>> Start MATERIAL

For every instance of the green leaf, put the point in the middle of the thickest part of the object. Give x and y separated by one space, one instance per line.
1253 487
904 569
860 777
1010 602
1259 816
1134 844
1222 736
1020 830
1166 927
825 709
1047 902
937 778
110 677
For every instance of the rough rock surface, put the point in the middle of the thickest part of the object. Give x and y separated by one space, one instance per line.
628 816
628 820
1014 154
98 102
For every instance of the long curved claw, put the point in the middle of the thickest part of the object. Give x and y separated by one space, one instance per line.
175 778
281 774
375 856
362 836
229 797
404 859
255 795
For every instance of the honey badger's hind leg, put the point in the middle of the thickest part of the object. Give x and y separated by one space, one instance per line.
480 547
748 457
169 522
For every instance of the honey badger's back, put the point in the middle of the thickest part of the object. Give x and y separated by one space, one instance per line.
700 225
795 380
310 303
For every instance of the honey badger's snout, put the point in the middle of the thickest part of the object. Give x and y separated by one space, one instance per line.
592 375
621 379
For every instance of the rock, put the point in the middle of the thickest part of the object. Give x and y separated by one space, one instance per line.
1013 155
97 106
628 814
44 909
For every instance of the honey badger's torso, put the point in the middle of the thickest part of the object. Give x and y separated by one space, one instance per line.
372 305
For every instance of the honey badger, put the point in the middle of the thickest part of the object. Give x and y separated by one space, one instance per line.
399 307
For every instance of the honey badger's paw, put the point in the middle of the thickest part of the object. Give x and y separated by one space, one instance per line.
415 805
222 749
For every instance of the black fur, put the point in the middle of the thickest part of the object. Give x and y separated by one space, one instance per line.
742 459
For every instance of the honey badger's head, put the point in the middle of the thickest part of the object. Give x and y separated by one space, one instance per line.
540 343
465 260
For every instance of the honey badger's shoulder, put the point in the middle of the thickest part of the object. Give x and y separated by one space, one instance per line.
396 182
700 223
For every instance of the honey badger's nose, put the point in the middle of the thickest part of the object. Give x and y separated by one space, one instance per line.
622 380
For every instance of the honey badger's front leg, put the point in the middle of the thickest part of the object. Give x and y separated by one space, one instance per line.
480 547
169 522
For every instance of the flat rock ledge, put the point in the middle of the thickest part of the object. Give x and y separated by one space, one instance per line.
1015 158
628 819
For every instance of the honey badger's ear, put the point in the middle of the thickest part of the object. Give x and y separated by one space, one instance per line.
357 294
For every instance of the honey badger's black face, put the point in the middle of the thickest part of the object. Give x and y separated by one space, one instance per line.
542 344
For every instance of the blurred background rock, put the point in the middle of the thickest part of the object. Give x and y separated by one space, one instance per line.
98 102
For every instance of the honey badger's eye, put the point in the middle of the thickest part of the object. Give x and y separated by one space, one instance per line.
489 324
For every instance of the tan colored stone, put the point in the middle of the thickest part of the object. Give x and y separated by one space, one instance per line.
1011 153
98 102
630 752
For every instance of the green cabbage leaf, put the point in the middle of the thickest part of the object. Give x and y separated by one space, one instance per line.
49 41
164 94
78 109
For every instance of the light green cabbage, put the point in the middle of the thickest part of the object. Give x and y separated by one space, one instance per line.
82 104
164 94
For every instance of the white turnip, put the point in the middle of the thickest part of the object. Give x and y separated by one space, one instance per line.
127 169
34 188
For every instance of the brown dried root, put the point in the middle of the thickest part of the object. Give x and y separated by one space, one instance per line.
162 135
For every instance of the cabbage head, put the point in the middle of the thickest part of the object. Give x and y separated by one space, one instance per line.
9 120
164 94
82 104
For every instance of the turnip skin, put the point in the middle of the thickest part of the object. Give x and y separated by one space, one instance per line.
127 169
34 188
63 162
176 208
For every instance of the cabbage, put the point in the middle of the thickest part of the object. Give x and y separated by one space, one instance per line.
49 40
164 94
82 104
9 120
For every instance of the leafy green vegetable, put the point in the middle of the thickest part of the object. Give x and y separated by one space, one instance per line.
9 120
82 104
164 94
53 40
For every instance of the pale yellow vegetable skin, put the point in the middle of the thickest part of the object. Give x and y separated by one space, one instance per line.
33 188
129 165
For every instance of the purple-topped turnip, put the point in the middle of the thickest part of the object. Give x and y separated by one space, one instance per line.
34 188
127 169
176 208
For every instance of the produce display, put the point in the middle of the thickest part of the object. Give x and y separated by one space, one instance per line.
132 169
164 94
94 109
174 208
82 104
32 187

>> End MATERIAL

Output all of the material, please, exactly as it stands.

WRITTEN REPLY ->
For every instance of the green leaf, put the point in the middle of the thickest part of the object. Give x and y separated by one space, one instance per line.
1253 487
904 569
860 777
1010 602
1259 816
1134 844
1222 736
1020 830
1166 927
825 709
1047 902
937 778
110 677
For every instance of the rough rock surface, put the point in the middle of the thickest part of the object. Give x and y separated by one space, one instance per line.
628 816
628 820
1014 154
98 102
For every instance of the long curved claw, put the point in the middle of the thickest part of the object. Give x and y separated by one space, one instance per line.
175 778
281 774
375 856
362 836
229 797
404 859
255 795
For every instance of the honey badger's hind leg, put the point in the middle of the thickest part of the object. Give x and y separated by one space, one instance per line.
480 547
748 457
169 522
For every instance of the honey badger's back, put the point in the middle of the thickest part of the object. Give x and y separated by one space, one instance per line.
700 225
795 380
310 303
For every instance of the honey badger's snout, put the point in the middle of the thickest part of the object. Give x and y separated by one space, one instance per line.
592 375
621 379
For every instance of the rock, put the point in the middle of the thickest part of the object. Give x and y separated by one space, one instance per line.
1013 155
97 106
628 814
44 909
For every instance of the honey badger's torso, put the point in the middle of the thickest part of the object. Give x and y separated by one space, one instance per line.
372 305
For every instance of the honey badger, put the point in the middle of the thickest part of the object. Give x and y separated by one space, one instance per line.
399 307
For every instance of the honey badger's paw, put the point in the middle of the thickest part of the object. Give x and y separated by one space, one instance per line.
415 805
222 749
For every instance of the black fur, put the point in the middle of the thickest part of the object. Give x and y separated by one space, one instance per line.
742 459
For every instance of the honey badger's head, put the point in the middle of the thickest part of the object. Give x and y separated by one space, one instance per line.
540 343
465 260
For every instance of the honey badger's shoulder, put the point in the middle of the thickest part of the object. Give x and y separated by one space, one instance per line.
396 182
700 223
For every instance of the honey badger's nose, put the point in the middle of the thickest part of the object. Give x and y separated by one space, one instance per line.
622 380
For every instance of the honey badger's front leg, put the point in the middle of the thickest part of the object. Give x and y separated by one space, one instance per line.
480 547
169 522
For every instance of the flat rock ledge, put the point in the middle of the thickest part of the object. Give x and y separated by one space, one instance per line.
1015 158
628 819
For every instance of the honey badger's ear, put the point in the middle of the thickest part of the object. Give x and y separated by one space, one instance per line.
357 294
For every instance of the honey badger's black face, put the point in the middle of the thickest part of the object. Give x and y separated by one space, one instance per line.
542 344
For every instance of the blurred background rock, put the point in the middle of the thickest part of the object. Give x and y separated by one space, one instance per line.
98 102
For every instance of the honey badger's eye, put the point in the middle of the thickest part of the object. Give x and y separated by one space, one instance per line.
489 324
For every instance of the tan colored stone, put the point in the middle of the thickest part of the object. Give x and y separated by one space, one instance per line.
1011 153
98 102
630 752
For every instance of the green cabbage leaf, put the point in the middle of the thickest part of the object. Give x and y separated by one space, one instance per line.
49 41
164 94
78 109
For every instance of the light green cabbage, put the point in the middle of the thickest part of the object. Give x and y separated by one space, one instance per line.
82 104
164 94
For every instance of the white turnip, put the point in the middle of the thickest part of the object. Give x and y separated by one space, one instance per line.
127 169
34 188
For every instance of the brown dried root, put the point in the middle of the thickest part of the object. Give x and y separated by one space, one instance per line.
162 135
For every instance of the cabbage head, put the point in the middle of the thickest part of the object. Give x and y separated by one space, one instance per line.
9 120
164 94
82 104
For every instance of the turnip skin, put the point in the middle of the thickest part of the object. Give x and y separated by one space, one instance per line.
127 169
34 188
63 162
176 208
For every instance of the cabbage, put the point in the middle of the thickest part of the object. Give x and y separated by one space, one instance per line.
49 40
164 94
82 104
9 120
For every instance of the leafy green vegetable, put the point in the middle of the thickest part of the object. Give x and y separated by one space, one instance per line.
9 120
82 104
164 94
53 40
For every instance of the pale yellow vegetable skin, put the point in the middle of the thickest part of the object. Give x and y separated by one space, one instance per line.
33 188
129 165
For every instance of the purple-topped turnip, put the point in the middle of the thickest part of the object. Give x and y separated by one space, one instance per line.
34 188
127 169
176 208
For every instance of the produce display, put the point in the middle of the thickest part of the object. Give x and y separated by one space, one instance per line.
132 169
164 94
94 109
174 208
82 104
32 187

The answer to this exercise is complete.